(The input)

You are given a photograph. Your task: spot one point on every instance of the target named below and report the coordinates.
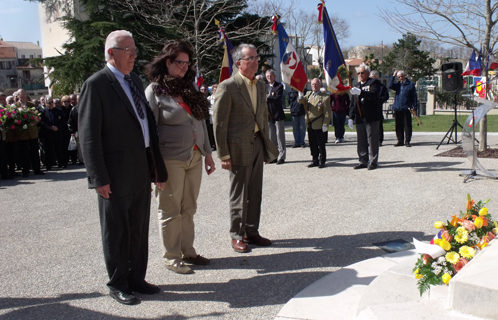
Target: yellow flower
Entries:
(417, 274)
(483, 211)
(443, 244)
(446, 278)
(478, 223)
(467, 252)
(462, 237)
(452, 257)
(439, 225)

(End The input)

*What to do:*
Could you repeat every record exactly as written, with the pictures left out?

*Task answer:*
You are given a photograph. Your task: spot one point on every instance of the target named below and report the coordinates.
Target: yellow flower
Entries:
(417, 274)
(483, 211)
(443, 244)
(446, 278)
(478, 223)
(467, 252)
(462, 237)
(452, 257)
(439, 225)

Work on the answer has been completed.